### Reading passage ###
Chicago & Vicinity Hungarian Benev. Soc. v. Chicago & Suburb Hungarian Aid Soc.
Decision Date | 04 April 1918 |
Docket Number | No. 11712.,11712. |
Citation | 283 Ill. 99,118 N.E. 1012 |
Court | Illinois Supreme Court |
Parties | CHICAGO & VICINITY HUNGARIAN BENEV. SOC. v. CHICAGO & SUBURB HUNGARIAN AID SOC. et al. |
OPINION TEXT STARTS HERE
Error to Second Branch Appellate Court, First District, on Appeal from Superior Court, Cook County; Denis E. Sullivan, Judge.
Bill by the Chicago & Vicinity Hungarian Benevolent Society against the Chicago & Suburb Hungarian Aid Society. To review the decree rendered, the plaintiff filed a bill of review in the superior court, making Alphonse Lefkow a defendant. Defendant Lefkow was adjudged to be in contempt of court, and he appealed to the Appellate Court, where such judgment was reversed. To review the judgment of the Appellate Court, the plaintiff brings certiorari. Affirmed.Charles R. Whitman, of Chicago, for plaintiff in error.
###
• _Required task 1_: Count the lines in the rows that contain the string "stadium", treating case as significant, and give only the number.
### Available data ###
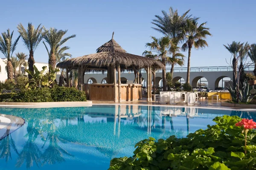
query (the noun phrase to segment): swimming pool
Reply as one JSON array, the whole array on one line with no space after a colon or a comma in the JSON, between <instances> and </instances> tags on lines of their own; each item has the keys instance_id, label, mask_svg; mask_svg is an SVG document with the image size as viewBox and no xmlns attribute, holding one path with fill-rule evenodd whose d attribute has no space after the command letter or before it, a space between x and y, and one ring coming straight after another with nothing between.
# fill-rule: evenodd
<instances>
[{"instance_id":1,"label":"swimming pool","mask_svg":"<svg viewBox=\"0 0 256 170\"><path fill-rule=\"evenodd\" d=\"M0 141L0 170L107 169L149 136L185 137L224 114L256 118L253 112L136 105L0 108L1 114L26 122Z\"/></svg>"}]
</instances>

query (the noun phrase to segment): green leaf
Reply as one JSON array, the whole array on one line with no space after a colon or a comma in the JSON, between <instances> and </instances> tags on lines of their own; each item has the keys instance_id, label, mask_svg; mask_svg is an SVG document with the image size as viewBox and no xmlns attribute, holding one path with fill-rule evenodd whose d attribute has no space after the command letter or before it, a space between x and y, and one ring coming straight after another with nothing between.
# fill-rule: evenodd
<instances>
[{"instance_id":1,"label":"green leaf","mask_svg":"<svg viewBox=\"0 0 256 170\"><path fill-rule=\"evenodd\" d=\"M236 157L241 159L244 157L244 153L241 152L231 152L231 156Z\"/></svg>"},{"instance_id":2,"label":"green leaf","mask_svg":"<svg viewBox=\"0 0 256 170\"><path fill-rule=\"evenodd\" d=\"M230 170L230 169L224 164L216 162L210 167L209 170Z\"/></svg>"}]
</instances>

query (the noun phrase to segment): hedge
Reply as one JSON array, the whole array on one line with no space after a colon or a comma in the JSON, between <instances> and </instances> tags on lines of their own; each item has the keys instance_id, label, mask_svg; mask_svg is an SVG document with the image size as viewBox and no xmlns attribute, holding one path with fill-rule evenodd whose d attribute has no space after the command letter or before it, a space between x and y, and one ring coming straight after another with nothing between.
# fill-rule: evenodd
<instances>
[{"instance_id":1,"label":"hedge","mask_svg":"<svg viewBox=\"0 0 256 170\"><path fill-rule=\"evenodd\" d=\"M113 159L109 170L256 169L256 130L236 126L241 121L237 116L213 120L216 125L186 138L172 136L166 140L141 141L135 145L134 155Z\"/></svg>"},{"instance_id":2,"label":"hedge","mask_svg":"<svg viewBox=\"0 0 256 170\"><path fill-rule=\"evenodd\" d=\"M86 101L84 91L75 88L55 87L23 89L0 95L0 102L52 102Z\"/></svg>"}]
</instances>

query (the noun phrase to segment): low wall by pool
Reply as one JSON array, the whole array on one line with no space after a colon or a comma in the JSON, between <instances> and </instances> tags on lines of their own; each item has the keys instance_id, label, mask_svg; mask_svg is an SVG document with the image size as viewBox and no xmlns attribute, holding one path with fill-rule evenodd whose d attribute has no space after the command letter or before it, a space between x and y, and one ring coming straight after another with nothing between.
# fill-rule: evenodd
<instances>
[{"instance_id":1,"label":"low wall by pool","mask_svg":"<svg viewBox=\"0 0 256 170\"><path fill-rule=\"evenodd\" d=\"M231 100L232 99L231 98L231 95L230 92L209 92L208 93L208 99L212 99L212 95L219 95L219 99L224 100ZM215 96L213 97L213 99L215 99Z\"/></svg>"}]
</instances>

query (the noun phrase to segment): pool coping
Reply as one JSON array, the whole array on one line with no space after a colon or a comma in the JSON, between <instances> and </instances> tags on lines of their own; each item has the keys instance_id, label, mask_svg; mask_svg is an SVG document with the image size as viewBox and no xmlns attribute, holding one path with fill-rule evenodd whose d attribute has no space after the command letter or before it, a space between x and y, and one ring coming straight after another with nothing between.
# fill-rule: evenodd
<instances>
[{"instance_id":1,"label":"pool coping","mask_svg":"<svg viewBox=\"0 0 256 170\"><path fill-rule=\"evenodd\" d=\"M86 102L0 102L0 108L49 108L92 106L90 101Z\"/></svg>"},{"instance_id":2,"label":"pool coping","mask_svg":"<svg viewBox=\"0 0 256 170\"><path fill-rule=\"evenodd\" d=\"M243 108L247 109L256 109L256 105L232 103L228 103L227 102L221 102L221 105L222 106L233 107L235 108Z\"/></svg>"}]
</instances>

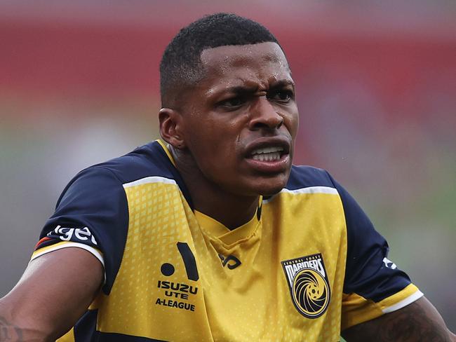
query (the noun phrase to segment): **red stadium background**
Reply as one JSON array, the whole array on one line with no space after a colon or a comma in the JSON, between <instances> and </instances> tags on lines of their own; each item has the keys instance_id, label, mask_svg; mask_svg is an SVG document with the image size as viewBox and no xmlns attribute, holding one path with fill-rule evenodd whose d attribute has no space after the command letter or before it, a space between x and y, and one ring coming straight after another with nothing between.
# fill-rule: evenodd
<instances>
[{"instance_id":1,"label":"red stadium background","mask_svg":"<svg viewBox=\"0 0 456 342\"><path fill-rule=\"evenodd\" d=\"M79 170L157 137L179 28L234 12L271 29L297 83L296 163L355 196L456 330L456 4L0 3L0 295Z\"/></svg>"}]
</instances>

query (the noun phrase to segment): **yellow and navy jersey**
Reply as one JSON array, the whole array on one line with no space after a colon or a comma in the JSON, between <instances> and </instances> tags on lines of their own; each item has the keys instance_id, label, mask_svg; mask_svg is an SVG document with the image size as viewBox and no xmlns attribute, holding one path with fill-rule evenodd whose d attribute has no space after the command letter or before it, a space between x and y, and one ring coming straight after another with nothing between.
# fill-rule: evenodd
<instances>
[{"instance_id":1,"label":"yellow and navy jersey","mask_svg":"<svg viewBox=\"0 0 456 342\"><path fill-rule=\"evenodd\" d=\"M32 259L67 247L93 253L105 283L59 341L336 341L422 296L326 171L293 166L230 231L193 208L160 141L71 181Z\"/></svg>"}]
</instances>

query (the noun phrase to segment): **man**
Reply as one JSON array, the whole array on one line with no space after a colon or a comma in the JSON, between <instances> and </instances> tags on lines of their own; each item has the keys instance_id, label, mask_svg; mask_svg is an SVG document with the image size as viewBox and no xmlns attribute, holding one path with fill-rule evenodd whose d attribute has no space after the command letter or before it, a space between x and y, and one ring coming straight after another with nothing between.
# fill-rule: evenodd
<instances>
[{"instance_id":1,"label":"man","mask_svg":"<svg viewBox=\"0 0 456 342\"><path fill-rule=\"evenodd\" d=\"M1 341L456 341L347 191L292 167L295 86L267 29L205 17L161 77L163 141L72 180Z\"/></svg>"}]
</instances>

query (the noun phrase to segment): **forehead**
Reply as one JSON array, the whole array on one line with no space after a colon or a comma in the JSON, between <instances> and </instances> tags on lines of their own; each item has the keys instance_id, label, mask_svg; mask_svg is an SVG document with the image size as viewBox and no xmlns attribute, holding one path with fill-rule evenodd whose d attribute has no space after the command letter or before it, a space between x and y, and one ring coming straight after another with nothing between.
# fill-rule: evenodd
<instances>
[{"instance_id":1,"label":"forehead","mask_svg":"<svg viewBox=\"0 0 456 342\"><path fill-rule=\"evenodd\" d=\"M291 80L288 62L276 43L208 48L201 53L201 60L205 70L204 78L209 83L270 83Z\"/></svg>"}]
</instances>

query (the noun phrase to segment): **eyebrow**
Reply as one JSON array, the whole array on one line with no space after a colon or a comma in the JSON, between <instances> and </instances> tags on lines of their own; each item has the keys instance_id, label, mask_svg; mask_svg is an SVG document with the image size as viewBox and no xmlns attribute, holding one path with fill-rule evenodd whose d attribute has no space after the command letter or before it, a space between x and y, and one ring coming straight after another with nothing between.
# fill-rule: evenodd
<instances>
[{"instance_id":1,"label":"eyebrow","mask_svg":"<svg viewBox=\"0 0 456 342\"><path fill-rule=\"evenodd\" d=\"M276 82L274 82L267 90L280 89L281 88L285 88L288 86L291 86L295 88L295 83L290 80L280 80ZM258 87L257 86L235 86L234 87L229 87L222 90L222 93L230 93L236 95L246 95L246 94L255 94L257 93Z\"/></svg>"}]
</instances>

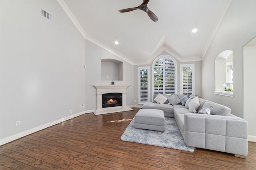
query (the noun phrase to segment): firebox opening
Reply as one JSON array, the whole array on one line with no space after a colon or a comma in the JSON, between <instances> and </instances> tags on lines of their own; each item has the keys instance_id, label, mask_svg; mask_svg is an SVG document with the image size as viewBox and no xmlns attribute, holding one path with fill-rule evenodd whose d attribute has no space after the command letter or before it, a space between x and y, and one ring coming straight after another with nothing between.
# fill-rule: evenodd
###
• _Required task 2_: Restate the paragraph of the case text that begins "Bill by the Chicago & Vicinity" as a short bulleted list that keeps its main facts.

• _Exercise output 1_: 2

• _Exercise output 2_:
- The Chicago & Vicinity Hungarian Benevolent Society brought a bill against the Chicago & Suburb Hungarian Aid Society.
- To review the decree, the plaintiff filed a bill of review in the superior court and made Alphonse Lefkow a defendant.
- Lefkow was found in contempt of court. He appealed, and the Appellate Court reversed that judgment.
- The plaintiff sought review of the Appellate Court's judgment by certiorari, and the judgment was affirmed.
- Charles R. Whitman, of Chicago, represented the plaintiff in error.